#### Material for this task ####

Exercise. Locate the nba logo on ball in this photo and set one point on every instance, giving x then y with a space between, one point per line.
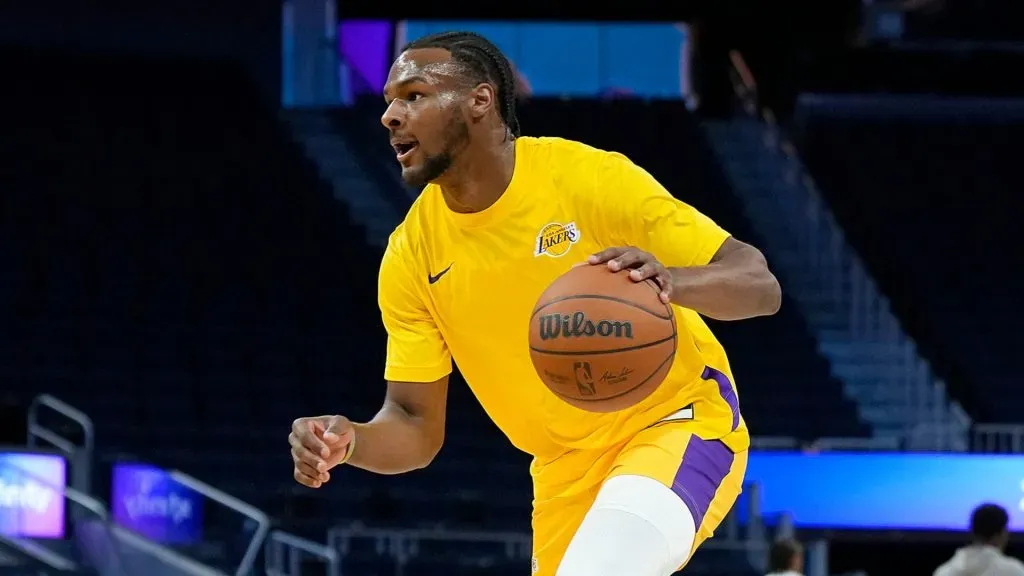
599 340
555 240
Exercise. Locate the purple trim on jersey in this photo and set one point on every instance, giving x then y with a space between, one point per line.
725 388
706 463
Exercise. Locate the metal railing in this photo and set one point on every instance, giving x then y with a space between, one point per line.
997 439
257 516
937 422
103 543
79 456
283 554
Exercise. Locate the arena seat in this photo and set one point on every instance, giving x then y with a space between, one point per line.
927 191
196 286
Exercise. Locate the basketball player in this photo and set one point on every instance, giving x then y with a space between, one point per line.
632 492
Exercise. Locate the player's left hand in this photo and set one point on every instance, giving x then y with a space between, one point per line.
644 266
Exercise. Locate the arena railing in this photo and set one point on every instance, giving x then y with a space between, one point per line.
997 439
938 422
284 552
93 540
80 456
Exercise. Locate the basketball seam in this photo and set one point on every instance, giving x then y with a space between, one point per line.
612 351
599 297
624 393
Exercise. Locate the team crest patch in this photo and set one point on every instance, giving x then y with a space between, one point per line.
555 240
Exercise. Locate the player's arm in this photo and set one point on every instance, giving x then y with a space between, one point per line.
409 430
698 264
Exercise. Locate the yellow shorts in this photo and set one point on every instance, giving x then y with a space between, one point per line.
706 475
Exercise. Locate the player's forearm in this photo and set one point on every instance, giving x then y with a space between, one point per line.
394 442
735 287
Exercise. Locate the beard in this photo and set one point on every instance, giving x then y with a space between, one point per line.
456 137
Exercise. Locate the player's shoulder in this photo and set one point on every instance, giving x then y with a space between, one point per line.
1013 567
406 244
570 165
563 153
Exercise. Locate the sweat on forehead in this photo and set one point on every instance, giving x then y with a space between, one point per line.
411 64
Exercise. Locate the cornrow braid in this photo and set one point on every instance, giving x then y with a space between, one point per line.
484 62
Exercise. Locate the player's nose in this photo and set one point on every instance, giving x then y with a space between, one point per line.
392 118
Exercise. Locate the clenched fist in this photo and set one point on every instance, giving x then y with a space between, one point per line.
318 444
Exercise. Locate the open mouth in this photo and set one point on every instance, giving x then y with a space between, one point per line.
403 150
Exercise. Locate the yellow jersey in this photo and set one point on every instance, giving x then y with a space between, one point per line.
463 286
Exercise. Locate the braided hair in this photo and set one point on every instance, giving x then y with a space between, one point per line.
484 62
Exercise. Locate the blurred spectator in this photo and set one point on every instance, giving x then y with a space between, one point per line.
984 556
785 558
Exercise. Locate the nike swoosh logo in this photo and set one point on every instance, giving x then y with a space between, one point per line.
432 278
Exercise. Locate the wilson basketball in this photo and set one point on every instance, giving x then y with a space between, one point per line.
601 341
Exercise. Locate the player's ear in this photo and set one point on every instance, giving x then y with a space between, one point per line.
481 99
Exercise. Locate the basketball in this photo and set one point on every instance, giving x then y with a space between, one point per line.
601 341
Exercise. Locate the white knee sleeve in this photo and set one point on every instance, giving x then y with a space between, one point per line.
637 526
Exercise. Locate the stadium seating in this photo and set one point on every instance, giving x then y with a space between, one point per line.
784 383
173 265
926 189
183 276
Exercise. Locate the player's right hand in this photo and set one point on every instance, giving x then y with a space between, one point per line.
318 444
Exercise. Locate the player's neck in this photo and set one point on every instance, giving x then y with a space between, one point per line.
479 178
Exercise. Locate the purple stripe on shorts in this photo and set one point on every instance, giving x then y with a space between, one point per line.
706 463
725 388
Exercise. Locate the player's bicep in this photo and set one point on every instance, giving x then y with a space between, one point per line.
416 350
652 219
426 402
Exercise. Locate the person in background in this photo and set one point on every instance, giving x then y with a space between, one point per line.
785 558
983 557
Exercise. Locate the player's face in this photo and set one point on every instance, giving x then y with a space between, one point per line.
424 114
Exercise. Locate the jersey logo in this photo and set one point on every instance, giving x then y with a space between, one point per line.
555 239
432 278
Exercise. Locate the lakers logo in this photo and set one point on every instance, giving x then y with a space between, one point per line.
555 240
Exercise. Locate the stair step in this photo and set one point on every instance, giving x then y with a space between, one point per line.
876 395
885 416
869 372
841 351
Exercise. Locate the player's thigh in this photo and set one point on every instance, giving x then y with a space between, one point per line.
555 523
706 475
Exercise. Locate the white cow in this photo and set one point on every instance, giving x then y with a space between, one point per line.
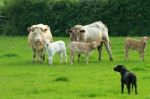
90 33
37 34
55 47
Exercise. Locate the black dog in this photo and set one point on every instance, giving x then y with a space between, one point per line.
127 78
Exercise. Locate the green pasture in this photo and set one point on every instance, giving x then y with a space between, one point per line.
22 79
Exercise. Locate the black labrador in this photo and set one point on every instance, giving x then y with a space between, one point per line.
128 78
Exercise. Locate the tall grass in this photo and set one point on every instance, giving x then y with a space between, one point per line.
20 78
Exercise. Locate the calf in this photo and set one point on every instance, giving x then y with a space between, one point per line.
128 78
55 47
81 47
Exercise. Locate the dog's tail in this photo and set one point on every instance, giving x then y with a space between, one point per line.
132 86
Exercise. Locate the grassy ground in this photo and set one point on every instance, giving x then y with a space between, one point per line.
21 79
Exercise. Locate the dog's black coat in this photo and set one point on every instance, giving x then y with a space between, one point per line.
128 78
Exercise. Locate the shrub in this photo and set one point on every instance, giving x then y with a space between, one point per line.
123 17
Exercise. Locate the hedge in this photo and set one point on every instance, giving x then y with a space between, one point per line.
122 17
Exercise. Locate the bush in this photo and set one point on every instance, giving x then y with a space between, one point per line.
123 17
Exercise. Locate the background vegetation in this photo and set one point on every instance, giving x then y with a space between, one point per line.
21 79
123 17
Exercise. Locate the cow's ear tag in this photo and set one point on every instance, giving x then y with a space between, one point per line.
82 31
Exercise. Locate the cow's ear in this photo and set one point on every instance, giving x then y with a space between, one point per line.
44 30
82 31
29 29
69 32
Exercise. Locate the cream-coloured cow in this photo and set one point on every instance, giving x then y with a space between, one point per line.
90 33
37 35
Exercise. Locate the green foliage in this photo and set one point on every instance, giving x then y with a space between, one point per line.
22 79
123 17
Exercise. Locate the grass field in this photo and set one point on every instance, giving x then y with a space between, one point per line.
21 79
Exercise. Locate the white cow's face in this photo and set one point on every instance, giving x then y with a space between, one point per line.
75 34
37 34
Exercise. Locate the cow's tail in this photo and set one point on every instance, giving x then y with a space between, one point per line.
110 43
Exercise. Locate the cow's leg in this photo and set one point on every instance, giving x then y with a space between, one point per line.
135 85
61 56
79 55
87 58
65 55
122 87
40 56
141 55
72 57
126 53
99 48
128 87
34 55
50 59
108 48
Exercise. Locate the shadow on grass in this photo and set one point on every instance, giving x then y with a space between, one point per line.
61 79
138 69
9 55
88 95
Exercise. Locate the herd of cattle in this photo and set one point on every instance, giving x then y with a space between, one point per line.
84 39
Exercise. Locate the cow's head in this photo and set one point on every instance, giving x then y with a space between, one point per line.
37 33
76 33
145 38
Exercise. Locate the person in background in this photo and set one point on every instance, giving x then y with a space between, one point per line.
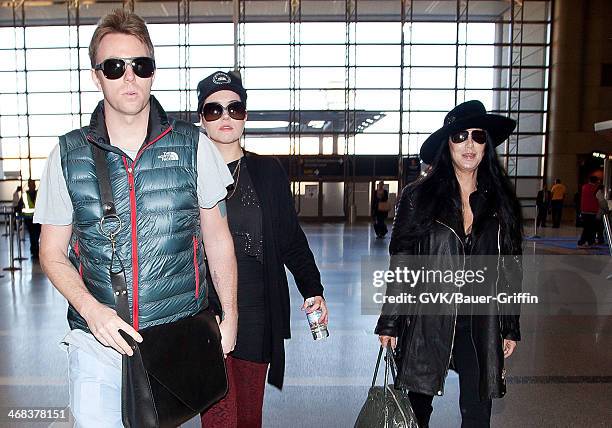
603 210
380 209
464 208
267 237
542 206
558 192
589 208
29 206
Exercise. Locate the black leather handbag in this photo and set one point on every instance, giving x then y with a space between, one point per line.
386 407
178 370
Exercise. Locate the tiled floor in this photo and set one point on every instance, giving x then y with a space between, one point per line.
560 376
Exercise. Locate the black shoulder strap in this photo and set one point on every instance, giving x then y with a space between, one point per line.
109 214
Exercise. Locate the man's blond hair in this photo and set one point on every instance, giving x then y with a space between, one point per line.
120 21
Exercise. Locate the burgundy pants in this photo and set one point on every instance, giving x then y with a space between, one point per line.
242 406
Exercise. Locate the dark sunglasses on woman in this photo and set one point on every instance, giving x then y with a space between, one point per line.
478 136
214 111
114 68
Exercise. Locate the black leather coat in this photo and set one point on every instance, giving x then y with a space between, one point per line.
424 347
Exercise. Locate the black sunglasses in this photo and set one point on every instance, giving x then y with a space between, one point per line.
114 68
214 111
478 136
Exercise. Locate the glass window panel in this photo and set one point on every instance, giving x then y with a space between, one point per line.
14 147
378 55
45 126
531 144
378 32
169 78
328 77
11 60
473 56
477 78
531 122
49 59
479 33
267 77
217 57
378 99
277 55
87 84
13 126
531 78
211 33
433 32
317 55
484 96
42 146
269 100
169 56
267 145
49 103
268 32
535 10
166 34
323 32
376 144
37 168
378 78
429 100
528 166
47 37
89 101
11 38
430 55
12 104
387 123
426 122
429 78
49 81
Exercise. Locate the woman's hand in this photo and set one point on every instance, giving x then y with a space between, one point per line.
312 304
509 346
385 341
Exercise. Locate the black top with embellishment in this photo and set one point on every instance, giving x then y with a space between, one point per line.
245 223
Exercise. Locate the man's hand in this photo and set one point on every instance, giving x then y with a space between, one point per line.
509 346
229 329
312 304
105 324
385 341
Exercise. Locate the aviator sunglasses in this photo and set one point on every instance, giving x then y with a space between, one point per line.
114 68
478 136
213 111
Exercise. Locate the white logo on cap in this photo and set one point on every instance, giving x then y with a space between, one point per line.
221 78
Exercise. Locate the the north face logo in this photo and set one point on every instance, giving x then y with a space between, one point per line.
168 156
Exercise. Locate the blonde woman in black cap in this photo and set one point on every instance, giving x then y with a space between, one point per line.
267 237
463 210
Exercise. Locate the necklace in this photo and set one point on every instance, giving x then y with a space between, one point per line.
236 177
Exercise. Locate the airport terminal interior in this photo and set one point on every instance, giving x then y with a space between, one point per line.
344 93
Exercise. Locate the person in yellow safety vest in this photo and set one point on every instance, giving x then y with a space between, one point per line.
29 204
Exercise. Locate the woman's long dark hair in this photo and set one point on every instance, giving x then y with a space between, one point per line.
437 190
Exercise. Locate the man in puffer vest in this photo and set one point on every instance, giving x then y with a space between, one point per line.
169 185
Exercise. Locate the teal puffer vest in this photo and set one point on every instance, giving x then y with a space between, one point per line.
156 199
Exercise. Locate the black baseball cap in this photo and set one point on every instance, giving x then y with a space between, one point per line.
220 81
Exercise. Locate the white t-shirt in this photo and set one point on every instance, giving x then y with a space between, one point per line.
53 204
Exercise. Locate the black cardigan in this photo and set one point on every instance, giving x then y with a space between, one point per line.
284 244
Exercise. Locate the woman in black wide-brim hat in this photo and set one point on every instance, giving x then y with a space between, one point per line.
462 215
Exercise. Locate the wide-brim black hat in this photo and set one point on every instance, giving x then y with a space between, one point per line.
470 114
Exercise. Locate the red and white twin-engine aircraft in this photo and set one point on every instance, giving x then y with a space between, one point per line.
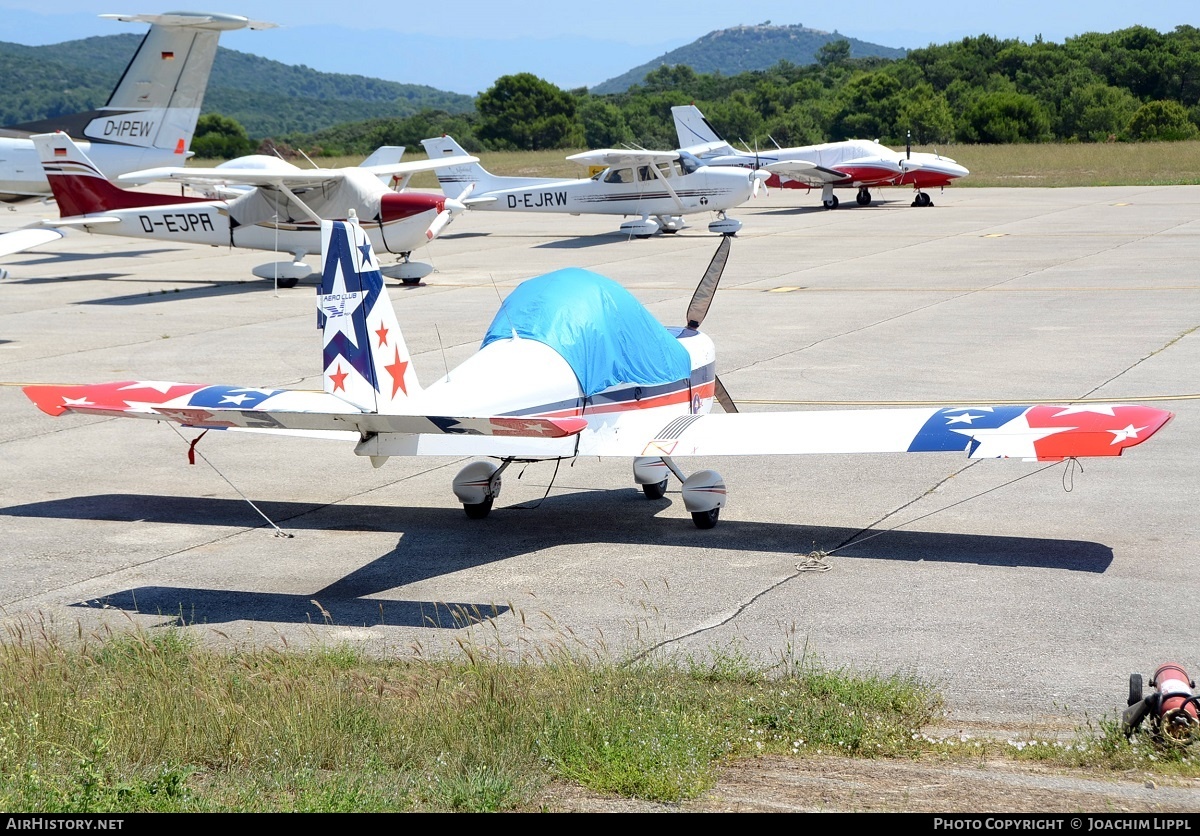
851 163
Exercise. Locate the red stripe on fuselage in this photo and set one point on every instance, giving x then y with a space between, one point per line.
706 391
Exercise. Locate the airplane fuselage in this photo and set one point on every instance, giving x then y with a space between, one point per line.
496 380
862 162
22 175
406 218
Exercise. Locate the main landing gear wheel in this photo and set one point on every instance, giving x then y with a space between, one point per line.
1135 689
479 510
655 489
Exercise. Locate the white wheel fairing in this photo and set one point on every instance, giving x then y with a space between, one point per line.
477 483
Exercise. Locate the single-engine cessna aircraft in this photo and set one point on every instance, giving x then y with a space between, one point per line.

####

(Your objective): Beginning with the line that has "Exercise. Locate the airplane", set down each line through the last one above, exactly, and nothing else.

(Exercise response):
Exercise. Locate the airplane fuselage in this photo and set one point on every instance, giving x then y with a space between, one point per line.
496 380
862 162
22 175
406 218
Exercise. Locate the main landing gear wheel in this photo and set one point on every instance, giving x then y with a space between, one point per line.
1135 689
479 510
655 489
Exercise. Locate the white wheel fairing in this photo and set one point on every instance, giving x then y with a space between, one point per line.
477 483
Exercise. Locate the single-engine cessna aircraft in this photo and set one point on every instance, giving x then y with a space between, one point per line.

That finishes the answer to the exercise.